• THE PROBLEM:
Output every line of the data exactly as it appears.

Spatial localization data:
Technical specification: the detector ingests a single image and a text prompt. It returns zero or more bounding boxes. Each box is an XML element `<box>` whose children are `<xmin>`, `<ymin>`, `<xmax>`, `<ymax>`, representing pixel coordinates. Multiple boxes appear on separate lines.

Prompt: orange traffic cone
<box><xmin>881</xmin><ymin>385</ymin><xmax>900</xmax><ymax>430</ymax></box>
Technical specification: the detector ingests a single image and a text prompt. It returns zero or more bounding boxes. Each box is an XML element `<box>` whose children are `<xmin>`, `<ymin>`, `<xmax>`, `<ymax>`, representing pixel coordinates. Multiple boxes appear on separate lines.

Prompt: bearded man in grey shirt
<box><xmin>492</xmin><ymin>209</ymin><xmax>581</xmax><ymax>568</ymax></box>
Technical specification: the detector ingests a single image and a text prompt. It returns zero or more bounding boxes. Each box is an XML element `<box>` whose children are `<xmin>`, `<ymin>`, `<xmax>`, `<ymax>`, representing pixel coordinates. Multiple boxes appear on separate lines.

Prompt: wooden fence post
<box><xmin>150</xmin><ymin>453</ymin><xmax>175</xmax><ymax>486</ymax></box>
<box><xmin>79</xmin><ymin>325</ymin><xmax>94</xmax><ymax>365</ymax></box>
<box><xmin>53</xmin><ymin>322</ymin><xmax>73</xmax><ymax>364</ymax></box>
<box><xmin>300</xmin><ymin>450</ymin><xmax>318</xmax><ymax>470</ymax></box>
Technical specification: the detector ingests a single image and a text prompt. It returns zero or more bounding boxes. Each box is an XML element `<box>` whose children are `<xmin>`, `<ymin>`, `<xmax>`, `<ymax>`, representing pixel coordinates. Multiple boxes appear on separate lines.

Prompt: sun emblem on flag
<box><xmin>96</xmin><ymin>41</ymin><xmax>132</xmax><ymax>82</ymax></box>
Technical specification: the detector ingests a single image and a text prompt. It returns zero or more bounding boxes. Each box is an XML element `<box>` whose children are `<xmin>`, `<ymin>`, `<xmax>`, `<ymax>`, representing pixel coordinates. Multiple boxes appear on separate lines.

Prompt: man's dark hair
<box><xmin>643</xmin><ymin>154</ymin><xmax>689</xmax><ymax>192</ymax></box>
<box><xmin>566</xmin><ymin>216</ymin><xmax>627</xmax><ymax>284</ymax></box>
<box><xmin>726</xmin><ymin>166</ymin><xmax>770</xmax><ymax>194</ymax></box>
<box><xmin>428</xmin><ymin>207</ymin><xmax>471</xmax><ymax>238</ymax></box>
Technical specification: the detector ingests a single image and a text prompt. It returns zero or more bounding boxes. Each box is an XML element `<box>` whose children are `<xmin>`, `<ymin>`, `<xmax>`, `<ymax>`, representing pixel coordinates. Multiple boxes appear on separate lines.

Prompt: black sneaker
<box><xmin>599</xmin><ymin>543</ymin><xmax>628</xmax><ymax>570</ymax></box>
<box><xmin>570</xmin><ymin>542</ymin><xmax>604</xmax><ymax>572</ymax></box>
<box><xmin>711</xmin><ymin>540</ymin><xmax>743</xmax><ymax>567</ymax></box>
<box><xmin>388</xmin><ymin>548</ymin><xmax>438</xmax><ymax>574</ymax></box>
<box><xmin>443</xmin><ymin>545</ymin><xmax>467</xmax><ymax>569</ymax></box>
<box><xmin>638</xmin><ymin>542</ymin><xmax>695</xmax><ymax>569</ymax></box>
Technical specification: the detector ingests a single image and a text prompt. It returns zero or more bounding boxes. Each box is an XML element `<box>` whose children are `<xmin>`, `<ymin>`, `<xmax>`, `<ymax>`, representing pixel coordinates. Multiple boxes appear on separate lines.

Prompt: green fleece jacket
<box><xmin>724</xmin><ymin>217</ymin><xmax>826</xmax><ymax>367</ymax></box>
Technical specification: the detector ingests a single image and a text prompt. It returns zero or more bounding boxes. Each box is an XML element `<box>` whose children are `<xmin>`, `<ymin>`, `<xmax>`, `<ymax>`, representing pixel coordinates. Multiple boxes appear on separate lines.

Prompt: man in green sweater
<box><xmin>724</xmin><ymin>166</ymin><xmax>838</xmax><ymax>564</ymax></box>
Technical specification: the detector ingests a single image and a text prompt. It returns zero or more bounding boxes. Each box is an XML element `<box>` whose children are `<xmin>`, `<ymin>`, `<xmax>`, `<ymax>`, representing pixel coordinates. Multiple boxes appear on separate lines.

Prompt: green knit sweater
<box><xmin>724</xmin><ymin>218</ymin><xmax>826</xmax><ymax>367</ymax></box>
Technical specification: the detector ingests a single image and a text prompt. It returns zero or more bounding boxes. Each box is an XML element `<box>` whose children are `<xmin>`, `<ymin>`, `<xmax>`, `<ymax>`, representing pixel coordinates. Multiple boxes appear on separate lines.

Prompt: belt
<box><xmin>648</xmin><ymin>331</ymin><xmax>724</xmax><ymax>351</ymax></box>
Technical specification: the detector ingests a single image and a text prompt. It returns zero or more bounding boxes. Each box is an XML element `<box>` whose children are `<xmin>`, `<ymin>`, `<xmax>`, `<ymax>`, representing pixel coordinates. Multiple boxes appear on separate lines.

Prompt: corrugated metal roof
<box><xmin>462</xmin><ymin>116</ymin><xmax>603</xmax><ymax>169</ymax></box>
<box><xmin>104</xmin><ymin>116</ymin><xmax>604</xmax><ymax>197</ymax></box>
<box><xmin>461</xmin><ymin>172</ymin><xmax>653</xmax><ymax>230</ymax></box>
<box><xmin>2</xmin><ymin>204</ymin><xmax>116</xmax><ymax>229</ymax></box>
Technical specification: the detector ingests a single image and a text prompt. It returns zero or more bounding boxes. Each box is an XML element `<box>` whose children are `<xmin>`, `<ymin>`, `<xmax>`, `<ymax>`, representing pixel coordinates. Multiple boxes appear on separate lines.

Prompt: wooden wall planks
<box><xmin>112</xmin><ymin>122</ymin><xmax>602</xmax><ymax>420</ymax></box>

• RESULT OF THIS TASK:
Technical specification: the detector ingests a single image and a text prompt. It returns zero or more bounding boxes. Each box is an XML element `<box>` whose children are `<xmin>`, `<ymin>`, `<xmax>`, `<ymax>`, representing pixel coordinates. Multiple boxes appear on separate lines.

Prompt: orange traffic cone
<box><xmin>881</xmin><ymin>385</ymin><xmax>900</xmax><ymax>430</ymax></box>
Technical specification: the detector ingests a single image and a text prompt. It returns zero or more bounding boxes. Each box is an XML element `<box>` whose children are `<xmin>`, `<ymin>`, `<xmax>`, `<ymax>`, representing pixel coordinates. Multiple boxes appear on separate lines.

Prompt: bearded man in grey shirt
<box><xmin>492</xmin><ymin>209</ymin><xmax>581</xmax><ymax>568</ymax></box>
Technical specification: the detector ingests a single image and a text prompt. It returns zero or more bounding boxes. Each box is an XML element `<box>` whose children are `<xmin>`, `<ymin>`, `<xmax>`, `<ymax>`, representing pixel coordinates. Multiple boxes appear on separate lines.

Prompt: wooden fence post
<box><xmin>150</xmin><ymin>453</ymin><xmax>175</xmax><ymax>486</ymax></box>
<box><xmin>79</xmin><ymin>325</ymin><xmax>94</xmax><ymax>365</ymax></box>
<box><xmin>53</xmin><ymin>322</ymin><xmax>73</xmax><ymax>364</ymax></box>
<box><xmin>300</xmin><ymin>450</ymin><xmax>318</xmax><ymax>470</ymax></box>
Technical specification: the detector ingests a single image and a text prompt. It returns zero or more bounding boxes. Each box is an XML element `<box>` whose children are `<xmin>`, `<ymin>`, `<xmax>`, `<ymax>`, representing pixel coordinates. Multiple boxes appear on separate lines.

Prompt: sun emblem on flag
<box><xmin>96</xmin><ymin>41</ymin><xmax>132</xmax><ymax>82</ymax></box>
Technical specification: the detector ingests a single image and a text prompt. It returns zero or more bounding boxes. Each box is an XML element `<box>` whose children are `<xmin>`, `<ymin>`, `<xmax>`, `<ymax>`, representing pixel coordinates. Multiple boxes appear on separate lines.

Prompt: man's dark hair
<box><xmin>643</xmin><ymin>154</ymin><xmax>689</xmax><ymax>192</ymax></box>
<box><xmin>566</xmin><ymin>216</ymin><xmax>627</xmax><ymax>284</ymax></box>
<box><xmin>726</xmin><ymin>166</ymin><xmax>770</xmax><ymax>194</ymax></box>
<box><xmin>428</xmin><ymin>207</ymin><xmax>471</xmax><ymax>238</ymax></box>
Technical specification: the detector ingests a single image and a text prompt. It returns zero or more bounding boxes. Each box is an XML element `<box>` whose children are `<xmin>`, `<ymin>`, `<xmax>`, `<ymax>`, representing pixel coordinates. Multiple boxes appear on separate lines.

Prompt: black sneaker
<box><xmin>599</xmin><ymin>543</ymin><xmax>628</xmax><ymax>570</ymax></box>
<box><xmin>570</xmin><ymin>542</ymin><xmax>604</xmax><ymax>572</ymax></box>
<box><xmin>711</xmin><ymin>540</ymin><xmax>743</xmax><ymax>567</ymax></box>
<box><xmin>388</xmin><ymin>548</ymin><xmax>438</xmax><ymax>574</ymax></box>
<box><xmin>443</xmin><ymin>545</ymin><xmax>467</xmax><ymax>569</ymax></box>
<box><xmin>638</xmin><ymin>542</ymin><xmax>695</xmax><ymax>569</ymax></box>
Technical specification: the detector ingests a single image and a text prompt. It returns zero or more bounding boxes. Each box is an XML element `<box>` whose children are `<xmin>`, `<ymin>`, `<xmax>`, `<ymax>`, representing pixel coordinates. Multiple boxes appear on separate lines.

Prompt: green fleece jacket
<box><xmin>724</xmin><ymin>217</ymin><xmax>826</xmax><ymax>367</ymax></box>
Technical specification: the detector ingests a single image and a text prompt. It returns zero or more bounding boxes. Each box is an XML element `<box>` whose children are `<xmin>`, `<ymin>`, `<xmax>`, `<ymax>`, representing pixel coordinates. Multiple boxes appear on separate lines.

Prompt: man in green sweater
<box><xmin>724</xmin><ymin>166</ymin><xmax>838</xmax><ymax>564</ymax></box>
Technical specification: the detector ingests a single image and a text prompt. It returns zero or more bounding boxes. Each box is an XML element `<box>` whose children are `<xmin>`, `<ymin>`, `<xmax>`, `<ymax>`, representing pixel coordinates. Multiple boxes appear on separate lines.

Prompt: green knit sweater
<box><xmin>724</xmin><ymin>218</ymin><xmax>826</xmax><ymax>367</ymax></box>
Technical specification: the detector ingests a single image and a text prompt. It returns zero or more bounding boxes. Each box is an XML element `<box>` whose children are `<xmin>`, `<ymin>`, `<xmax>`, `<ymax>`, representing pixel coordinates. Multiple boxes appear on separate lines.

Prompt: belt
<box><xmin>648</xmin><ymin>331</ymin><xmax>724</xmax><ymax>351</ymax></box>
Technical specification: the detector ingests a single image and a text prompt. It returns zero or more bounding boxes. Each box is an XML element `<box>` whose children are `<xmin>`, `<ymin>`, `<xmax>`, `<ymax>`, representing pixel coordinates. Multiple boxes appear on separate lines.

Prompt: corrugated metal roof
<box><xmin>462</xmin><ymin>116</ymin><xmax>603</xmax><ymax>169</ymax></box>
<box><xmin>104</xmin><ymin>116</ymin><xmax>604</xmax><ymax>197</ymax></box>
<box><xmin>461</xmin><ymin>172</ymin><xmax>653</xmax><ymax>230</ymax></box>
<box><xmin>2</xmin><ymin>204</ymin><xmax>116</xmax><ymax>229</ymax></box>
Technical specification: the detector ingests a single image and a text prompt. It returns zero or more bounding boxes. Each box is an XML element `<box>` whose children are `<xmin>`, `<ymin>`, `<xmax>`, `<ymax>`, representing pixel coordinates. Multiple boxes appear on separate lines.

Prompt: wooden wall planks
<box><xmin>112</xmin><ymin>122</ymin><xmax>602</xmax><ymax>420</ymax></box>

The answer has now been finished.